## Blok Teks
---------------
Aparatur Desa Pangulah Selatan Diduga Terlibat Politik Praktis, Kepala Desa Membantah
Solusi Berita
Karawang – Meskipun sudah diatur dengan tegas dalam Undang-Undang Nomor 6 Tahun 2014 tentang Desa, larangan bagi aparatur desa untuk terlibat dalam politik praktis tampaknya diabaikan oleh beberapa oknum perangkat Desa Pangulah Selatan, Kecamatan Kotabaru, Kabupaten Karawang, Jawa Barat.
Berdasarkan informasi yang diperoleh redaksi onediginews.com, seorang kepala dusun berinisial T dan seorang anggota Badan Permusyawaratan Desa (BPD) berinisial M diduga terlibat sebagai anggota tim kampanye pasangan calon Bupati dan Wakil Bupati Karawang nomor urut 2. Keduanya terlihat dalam foto yang memperlihatkan mereka duduk di barisan paling depan bersama orang-orang yang mengenakan atribut partai dan pasangan calon, di sebuah rumah yang dipasangi spanduk bertuliskan “Rumah Pemenangan Aep-Maslani.”
---------------
## Entri yang Diberikan

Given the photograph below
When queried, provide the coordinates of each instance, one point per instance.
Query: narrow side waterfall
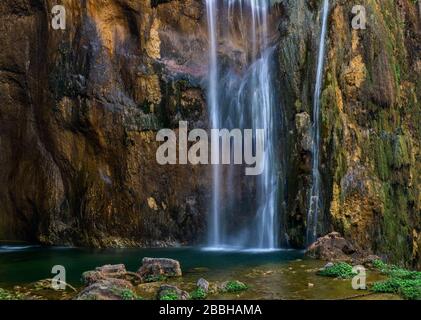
(214, 225)
(244, 212)
(316, 201)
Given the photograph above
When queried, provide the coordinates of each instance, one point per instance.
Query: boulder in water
(331, 247)
(155, 267)
(107, 289)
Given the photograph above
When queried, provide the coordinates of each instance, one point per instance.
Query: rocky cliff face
(81, 108)
(370, 123)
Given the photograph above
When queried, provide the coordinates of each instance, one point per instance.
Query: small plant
(401, 281)
(235, 286)
(155, 278)
(198, 294)
(338, 270)
(128, 294)
(7, 295)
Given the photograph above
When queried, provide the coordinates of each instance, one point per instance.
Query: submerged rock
(203, 284)
(156, 267)
(104, 272)
(167, 292)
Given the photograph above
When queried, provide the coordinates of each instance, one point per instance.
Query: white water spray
(244, 100)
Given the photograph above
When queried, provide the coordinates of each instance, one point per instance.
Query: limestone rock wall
(79, 114)
(371, 116)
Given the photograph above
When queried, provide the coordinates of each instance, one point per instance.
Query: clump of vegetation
(338, 270)
(155, 278)
(128, 294)
(198, 294)
(7, 295)
(235, 286)
(401, 281)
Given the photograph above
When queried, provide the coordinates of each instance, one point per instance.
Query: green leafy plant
(169, 296)
(338, 270)
(198, 294)
(155, 278)
(235, 286)
(7, 295)
(401, 281)
(128, 294)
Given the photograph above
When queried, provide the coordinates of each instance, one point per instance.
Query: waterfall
(315, 203)
(214, 225)
(244, 99)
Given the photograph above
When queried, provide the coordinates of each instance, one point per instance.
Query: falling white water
(315, 203)
(244, 100)
(214, 226)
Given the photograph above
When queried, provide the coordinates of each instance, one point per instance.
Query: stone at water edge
(203, 284)
(331, 247)
(160, 267)
(166, 290)
(105, 272)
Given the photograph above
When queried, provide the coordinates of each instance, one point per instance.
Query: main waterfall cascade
(241, 94)
(315, 202)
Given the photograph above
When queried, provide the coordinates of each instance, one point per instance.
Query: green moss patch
(198, 294)
(234, 286)
(401, 281)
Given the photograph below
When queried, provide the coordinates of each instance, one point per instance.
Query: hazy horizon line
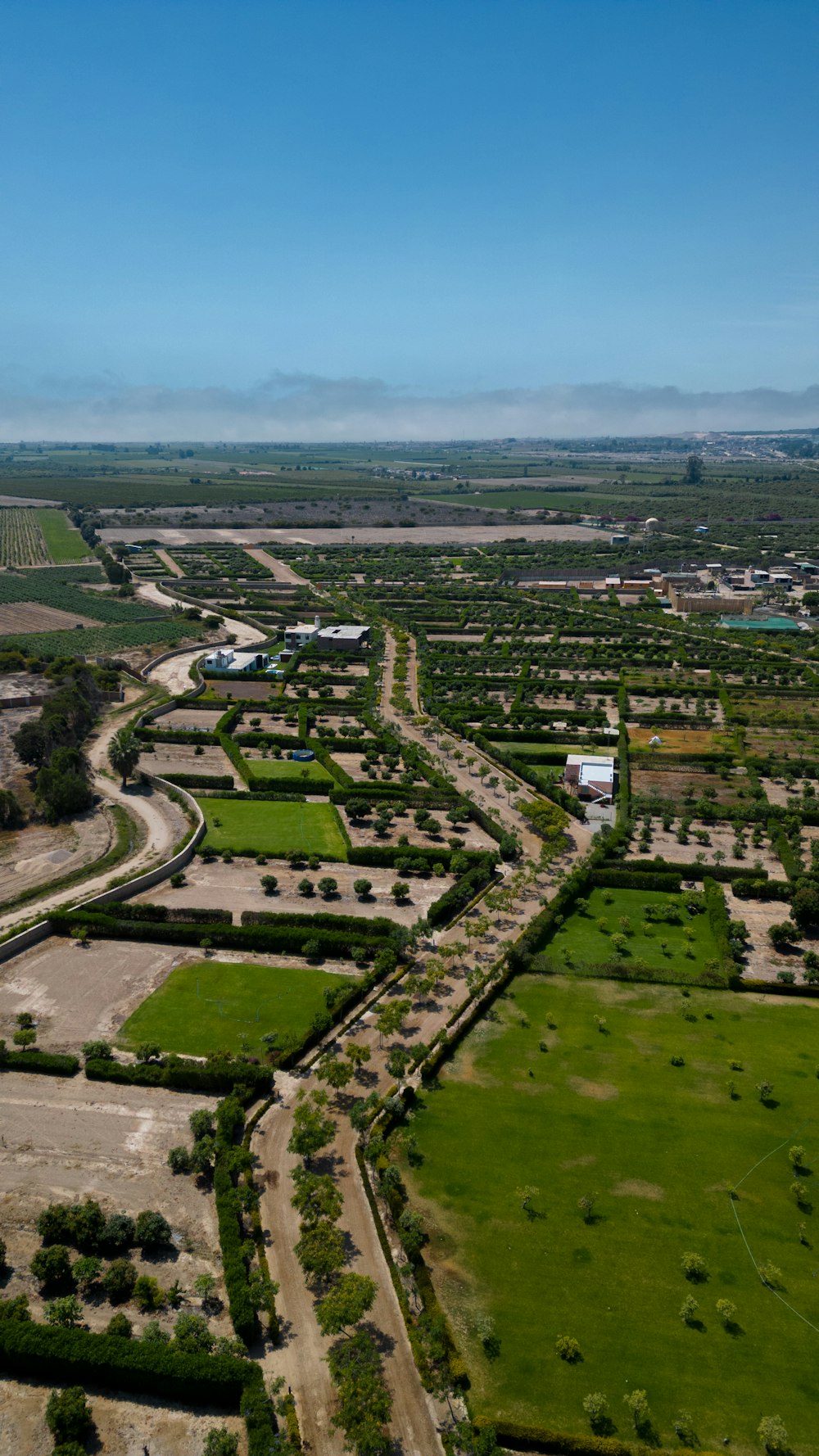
(302, 408)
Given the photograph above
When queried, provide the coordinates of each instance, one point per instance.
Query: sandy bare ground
(363, 535)
(79, 993)
(41, 853)
(125, 1424)
(31, 616)
(663, 842)
(70, 1139)
(181, 757)
(238, 887)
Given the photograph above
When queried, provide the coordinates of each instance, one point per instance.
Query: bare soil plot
(78, 993)
(190, 720)
(761, 961)
(183, 757)
(350, 670)
(676, 705)
(125, 1424)
(39, 853)
(67, 1139)
(238, 887)
(471, 833)
(238, 689)
(269, 722)
(673, 740)
(663, 842)
(31, 616)
(675, 784)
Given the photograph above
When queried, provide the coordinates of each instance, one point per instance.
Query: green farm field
(269, 827)
(583, 941)
(310, 772)
(63, 540)
(660, 1146)
(218, 1003)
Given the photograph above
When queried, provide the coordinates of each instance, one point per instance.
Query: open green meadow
(63, 540)
(681, 943)
(228, 1005)
(605, 1113)
(310, 772)
(269, 827)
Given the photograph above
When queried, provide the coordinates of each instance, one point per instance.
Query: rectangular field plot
(63, 540)
(586, 938)
(238, 887)
(206, 1005)
(310, 772)
(267, 827)
(660, 1146)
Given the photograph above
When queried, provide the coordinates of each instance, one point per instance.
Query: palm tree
(124, 753)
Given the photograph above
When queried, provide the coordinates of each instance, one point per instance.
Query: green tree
(119, 1280)
(315, 1197)
(69, 1416)
(772, 1435)
(124, 753)
(319, 1250)
(52, 1265)
(192, 1336)
(65, 1311)
(219, 1442)
(349, 1300)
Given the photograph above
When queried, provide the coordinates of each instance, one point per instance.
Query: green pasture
(604, 1111)
(228, 1005)
(63, 540)
(270, 827)
(586, 943)
(310, 772)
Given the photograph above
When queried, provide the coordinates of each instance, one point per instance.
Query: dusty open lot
(362, 535)
(663, 842)
(125, 1424)
(78, 993)
(39, 853)
(362, 832)
(190, 720)
(69, 1139)
(183, 757)
(238, 887)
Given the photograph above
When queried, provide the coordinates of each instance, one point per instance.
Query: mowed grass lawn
(218, 1003)
(310, 772)
(607, 1113)
(267, 827)
(63, 540)
(583, 939)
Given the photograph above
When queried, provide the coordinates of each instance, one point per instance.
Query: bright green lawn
(586, 944)
(271, 829)
(310, 772)
(232, 1002)
(660, 1146)
(63, 540)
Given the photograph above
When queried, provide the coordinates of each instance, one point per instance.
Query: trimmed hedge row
(462, 892)
(181, 915)
(665, 881)
(48, 1063)
(80, 1357)
(179, 1075)
(200, 780)
(229, 1219)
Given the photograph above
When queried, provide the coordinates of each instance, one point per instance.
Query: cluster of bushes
(220, 1074)
(52, 744)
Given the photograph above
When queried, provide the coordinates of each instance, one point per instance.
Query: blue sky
(454, 198)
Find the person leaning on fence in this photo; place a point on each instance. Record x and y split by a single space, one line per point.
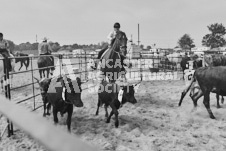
4 50
44 48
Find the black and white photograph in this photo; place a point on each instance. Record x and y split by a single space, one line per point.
112 75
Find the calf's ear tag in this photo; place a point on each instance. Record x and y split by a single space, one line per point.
120 94
63 93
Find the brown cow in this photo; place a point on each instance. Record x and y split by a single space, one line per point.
210 79
109 96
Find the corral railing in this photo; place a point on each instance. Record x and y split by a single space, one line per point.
80 67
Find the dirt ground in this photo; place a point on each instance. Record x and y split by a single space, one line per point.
155 123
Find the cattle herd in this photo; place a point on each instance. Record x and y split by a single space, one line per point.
62 93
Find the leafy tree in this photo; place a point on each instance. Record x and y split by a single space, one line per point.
185 42
142 46
148 47
55 46
216 37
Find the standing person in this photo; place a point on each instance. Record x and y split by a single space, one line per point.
44 48
4 50
111 38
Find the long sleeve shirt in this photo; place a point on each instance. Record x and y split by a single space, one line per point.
44 48
111 36
4 44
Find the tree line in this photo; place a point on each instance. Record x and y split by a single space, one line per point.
55 46
214 39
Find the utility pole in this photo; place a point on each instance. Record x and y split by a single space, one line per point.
138 35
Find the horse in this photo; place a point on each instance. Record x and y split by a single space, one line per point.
2 69
45 62
197 63
111 61
23 61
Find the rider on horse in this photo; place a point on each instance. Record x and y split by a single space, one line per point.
111 38
4 50
44 48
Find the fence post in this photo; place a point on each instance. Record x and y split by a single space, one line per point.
141 75
86 78
60 66
32 79
7 92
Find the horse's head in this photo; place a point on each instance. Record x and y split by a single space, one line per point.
121 41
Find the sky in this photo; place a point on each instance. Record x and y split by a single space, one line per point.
162 22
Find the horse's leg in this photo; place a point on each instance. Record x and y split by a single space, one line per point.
47 73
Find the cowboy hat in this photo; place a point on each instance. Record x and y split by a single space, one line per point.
45 38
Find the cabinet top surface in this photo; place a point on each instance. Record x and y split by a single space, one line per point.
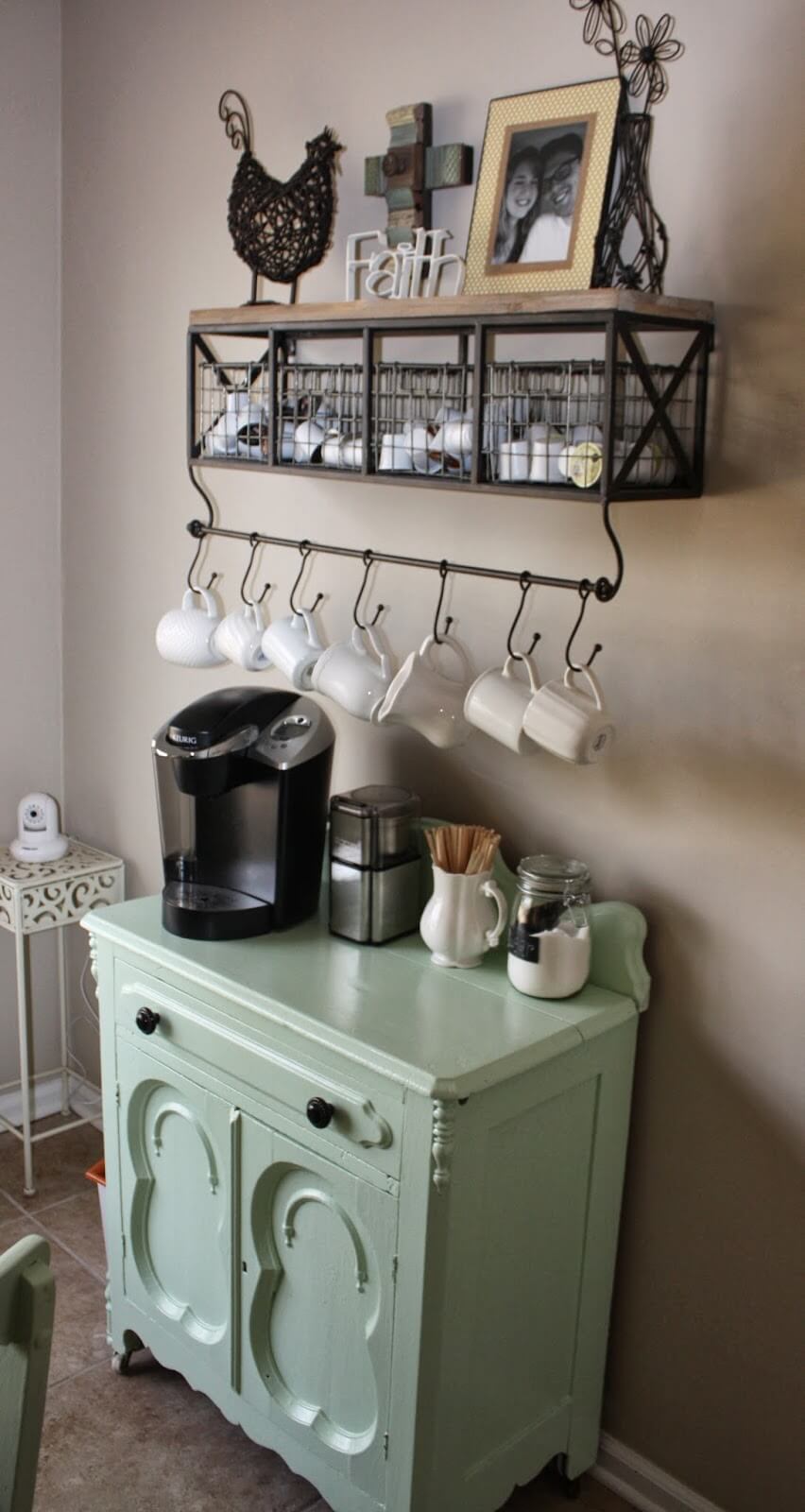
76 862
588 301
442 1032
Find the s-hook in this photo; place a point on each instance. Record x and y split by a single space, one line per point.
193 586
306 551
584 590
525 587
368 561
254 543
444 571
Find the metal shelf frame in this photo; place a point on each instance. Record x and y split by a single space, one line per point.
621 329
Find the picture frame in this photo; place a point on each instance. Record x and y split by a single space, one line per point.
543 185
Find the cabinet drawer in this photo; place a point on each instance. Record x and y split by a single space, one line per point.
203 1036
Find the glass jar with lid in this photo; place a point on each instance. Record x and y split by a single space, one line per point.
550 927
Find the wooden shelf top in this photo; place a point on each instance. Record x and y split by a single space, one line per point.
588 301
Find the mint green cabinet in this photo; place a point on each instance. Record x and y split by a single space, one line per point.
409 1304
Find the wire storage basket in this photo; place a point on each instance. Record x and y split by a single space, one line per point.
321 412
608 407
422 420
231 410
543 423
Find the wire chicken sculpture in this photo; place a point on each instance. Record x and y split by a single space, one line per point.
279 229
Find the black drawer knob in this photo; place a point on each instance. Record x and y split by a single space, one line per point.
147 1021
319 1113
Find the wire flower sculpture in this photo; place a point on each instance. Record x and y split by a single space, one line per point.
599 14
653 49
631 219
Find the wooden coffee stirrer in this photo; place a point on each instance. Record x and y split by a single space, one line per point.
467 849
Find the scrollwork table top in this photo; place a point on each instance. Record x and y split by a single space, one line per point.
40 896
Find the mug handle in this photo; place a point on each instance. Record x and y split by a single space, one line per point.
492 891
425 650
209 602
591 679
531 670
311 629
383 657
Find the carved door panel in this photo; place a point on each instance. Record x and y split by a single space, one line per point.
176 1204
318 1257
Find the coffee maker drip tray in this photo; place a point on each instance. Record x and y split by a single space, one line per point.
203 912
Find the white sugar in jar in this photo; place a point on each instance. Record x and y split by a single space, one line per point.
550 927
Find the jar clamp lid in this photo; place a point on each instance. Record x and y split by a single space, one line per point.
553 876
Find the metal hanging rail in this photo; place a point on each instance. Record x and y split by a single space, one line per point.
604 589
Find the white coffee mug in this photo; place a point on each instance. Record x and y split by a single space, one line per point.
394 454
185 635
586 433
513 460
294 646
239 635
330 450
354 673
545 454
424 699
498 700
418 440
307 438
351 451
571 722
241 430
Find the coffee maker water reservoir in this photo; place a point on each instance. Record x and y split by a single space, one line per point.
243 779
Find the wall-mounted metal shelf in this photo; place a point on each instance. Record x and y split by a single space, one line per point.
508 393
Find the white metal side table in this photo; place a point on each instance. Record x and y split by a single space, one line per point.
47 896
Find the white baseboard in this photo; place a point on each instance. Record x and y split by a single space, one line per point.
643 1484
47 1098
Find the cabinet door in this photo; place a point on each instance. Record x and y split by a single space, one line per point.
176 1204
318 1302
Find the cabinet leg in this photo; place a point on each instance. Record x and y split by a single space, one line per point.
571 1486
25 1060
62 1020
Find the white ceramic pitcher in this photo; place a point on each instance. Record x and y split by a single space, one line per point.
459 919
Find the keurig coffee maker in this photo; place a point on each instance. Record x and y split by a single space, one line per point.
243 779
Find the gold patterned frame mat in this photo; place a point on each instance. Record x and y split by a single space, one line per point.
596 103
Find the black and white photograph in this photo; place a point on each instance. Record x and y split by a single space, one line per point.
539 196
545 179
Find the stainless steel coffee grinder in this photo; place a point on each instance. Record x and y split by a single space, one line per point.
375 868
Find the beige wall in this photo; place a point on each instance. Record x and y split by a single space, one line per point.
30 748
694 814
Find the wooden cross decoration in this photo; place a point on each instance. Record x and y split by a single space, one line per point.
412 170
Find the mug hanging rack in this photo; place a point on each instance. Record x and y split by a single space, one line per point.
604 589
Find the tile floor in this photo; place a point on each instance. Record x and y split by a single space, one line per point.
147 1441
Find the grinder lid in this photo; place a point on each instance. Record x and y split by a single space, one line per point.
377 801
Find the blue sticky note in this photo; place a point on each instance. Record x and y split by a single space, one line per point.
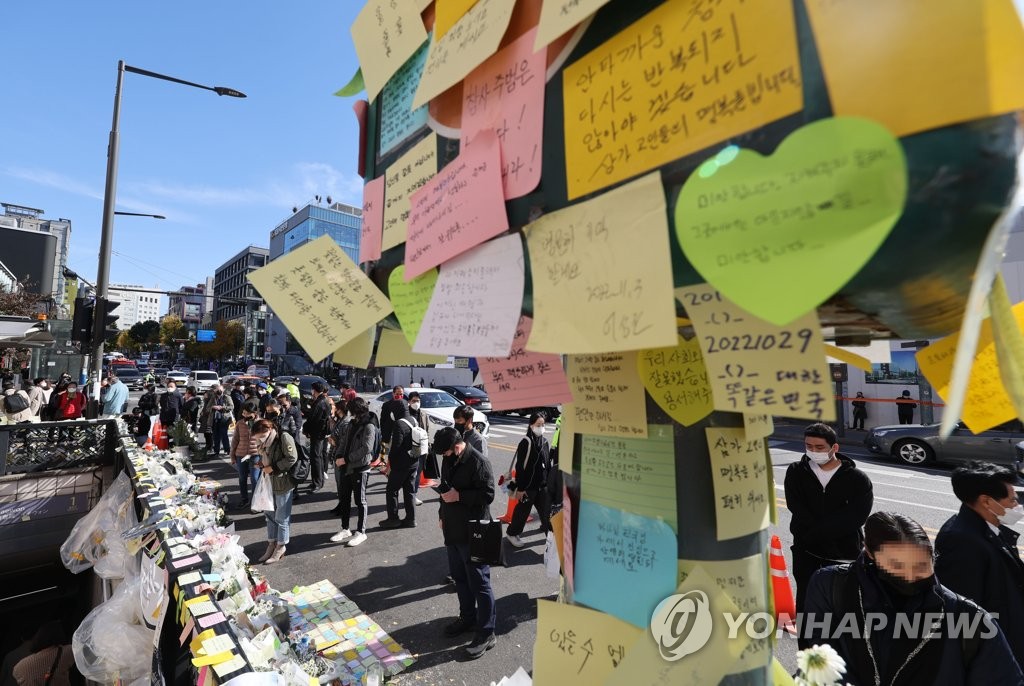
398 120
617 550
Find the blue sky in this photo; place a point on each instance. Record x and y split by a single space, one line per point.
224 171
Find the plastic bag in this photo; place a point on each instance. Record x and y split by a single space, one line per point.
93 534
263 496
112 643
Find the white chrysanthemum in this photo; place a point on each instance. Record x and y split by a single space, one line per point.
820 666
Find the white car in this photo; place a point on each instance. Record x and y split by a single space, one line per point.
439 408
203 381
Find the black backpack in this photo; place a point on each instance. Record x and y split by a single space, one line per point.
14 402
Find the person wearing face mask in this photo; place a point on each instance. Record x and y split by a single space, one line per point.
532 462
891 618
977 548
244 448
828 499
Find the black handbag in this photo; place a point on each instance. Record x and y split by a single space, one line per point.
485 542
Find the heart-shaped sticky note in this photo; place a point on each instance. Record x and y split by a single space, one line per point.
779 234
410 299
677 379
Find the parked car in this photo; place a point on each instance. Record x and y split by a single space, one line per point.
918 444
439 406
475 397
203 381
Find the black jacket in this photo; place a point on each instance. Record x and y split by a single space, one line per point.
938 662
985 567
390 412
826 522
470 474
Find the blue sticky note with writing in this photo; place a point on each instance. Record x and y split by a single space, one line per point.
620 551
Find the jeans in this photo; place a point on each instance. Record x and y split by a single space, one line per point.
404 480
353 484
318 449
220 437
246 471
279 521
472 583
540 499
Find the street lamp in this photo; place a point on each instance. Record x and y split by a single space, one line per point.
107 232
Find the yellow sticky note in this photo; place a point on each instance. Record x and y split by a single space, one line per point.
558 16
744 582
473 38
446 12
932 66
737 468
637 475
407 174
758 426
602 273
987 402
411 299
756 367
677 380
394 350
608 397
678 80
321 295
385 34
357 351
704 656
576 645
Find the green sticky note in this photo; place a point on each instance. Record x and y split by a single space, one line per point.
779 234
353 86
410 299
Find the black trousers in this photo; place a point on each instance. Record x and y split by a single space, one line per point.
353 485
540 499
317 461
404 480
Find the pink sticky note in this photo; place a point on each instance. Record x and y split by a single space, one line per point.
185 561
524 379
208 620
373 220
459 208
506 93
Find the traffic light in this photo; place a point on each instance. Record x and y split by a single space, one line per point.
110 319
81 326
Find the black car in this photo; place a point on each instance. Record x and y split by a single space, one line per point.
474 397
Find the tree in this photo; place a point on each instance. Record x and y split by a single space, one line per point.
145 333
171 328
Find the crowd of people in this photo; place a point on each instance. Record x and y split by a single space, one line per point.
880 573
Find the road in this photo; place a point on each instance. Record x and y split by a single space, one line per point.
396 575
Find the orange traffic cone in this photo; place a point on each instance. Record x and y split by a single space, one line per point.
785 605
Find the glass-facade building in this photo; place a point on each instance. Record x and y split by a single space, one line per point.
340 221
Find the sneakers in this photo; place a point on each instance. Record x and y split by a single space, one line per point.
480 645
341 537
460 626
270 546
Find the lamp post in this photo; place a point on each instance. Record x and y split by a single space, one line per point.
110 193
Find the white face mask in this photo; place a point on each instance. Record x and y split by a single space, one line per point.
819 459
1011 516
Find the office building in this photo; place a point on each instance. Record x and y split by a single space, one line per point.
236 299
31 219
137 304
340 221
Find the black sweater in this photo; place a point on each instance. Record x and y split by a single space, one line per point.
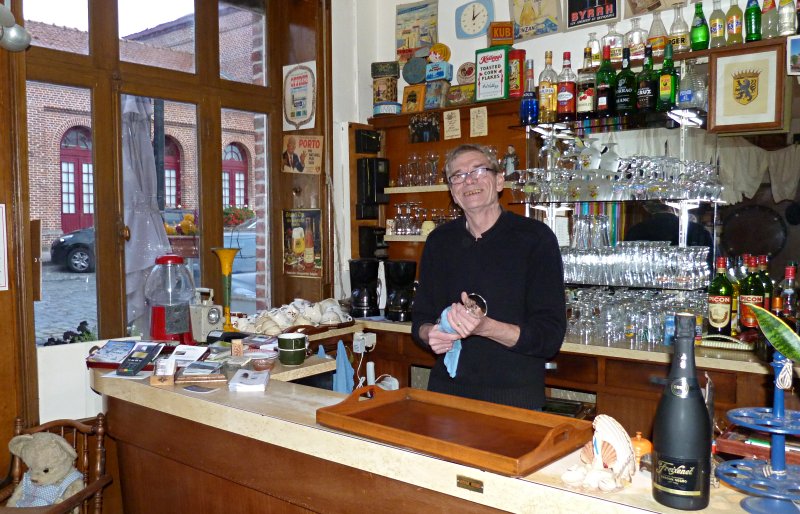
---------------
## Ketentuan Tugas
1: Menurut berita tentang aparatur Desa Pangulah Selatan, undang-undang apa yang mengatur larangan bagi aparatur desa untuk terlibat dalam politik praktis?
2: Tolong salin kembali bagian berita tentang aparatur Desa Pangulah Selatan antara "Aparatur Desa Pangulah" dan "Karawang, Jawa Barat.", inklusif, lalu ganti "Kotabaru" dengan "Telukjambe".
3: Lanjutkan berita tentang aparatur Desa Pangulah Selatan mulai dari kalimat terakhir yang tercantum.

## Jawaban Tertulis
1: Undang-Undang Nomor 6 Tahun 2014 tentang Desa.

2:
Aparatur Desa Pangulah Selatan Diduga Terlibat Politik Praktis, Kepala Desa Membantah
Solusi Berita
Karawang – Meskipun sudah diatur dengan tegas dalam Undang-Undang Nomor 6 Tahun 2014 tentang Desa, larangan bagi aparatur desa untuk terlibat dalam politik praktis tampaknya diabaikan oleh beberapa oknum perangkat Desa Pangulah Selatan, Kecamatan Telukjambe, Kabupaten Karawang, Jawa Barat.

3:
Larangan aparatur desa terlibat politik praktis sebenarnya telah diatur dalam Pasal 29 huruf (g) dan (j) serta Pasal 51 huruf (g) dan (j) Undang-Undang Nomor 6 Tahun 2014 tentang Desa. Selain itu, Undang-Undang Nomor 7 Tahun 2017 tentang Pemilu pada Pasal 280, 282, dan 494 juga melarang kepala desa dan perangkat desa berpolitik praktis, dengan sanksi pidana kurungan paling lama satu tahun dan denda paling banyak Rp12 juta.
Namun, meskipun aturan sudah jelas, beberapa oknum perangkat desa tampaknya masih terlibat. Dalam foto tersebut, T dan M terlihat berada di rumah Ketua RT 001/005 yang dihiasi plat bertuliskan logo Pemda Karawang.
Saat dikonfirmasi mengenai hal ini melalui pesan WhatsApp pada Selasa (1/10/2024), Kepala Desa Pangulah Selatan, Deni Kurniawan, membantah keterlibatan kedua perangkatnya dalam politik praktis. Menurutnya, foto tersebut diambil sekitar satu minggu yang lalu dan tidak bermaksud menunjukkan keterlibatan mereka dalam kampanye.
“Itu foto lama, mereka diundang di rumah RT untuk acara makan bersama, tidak tahu kalau ternyata itu adalah kumpulan tim pemenangan,” kata Deni.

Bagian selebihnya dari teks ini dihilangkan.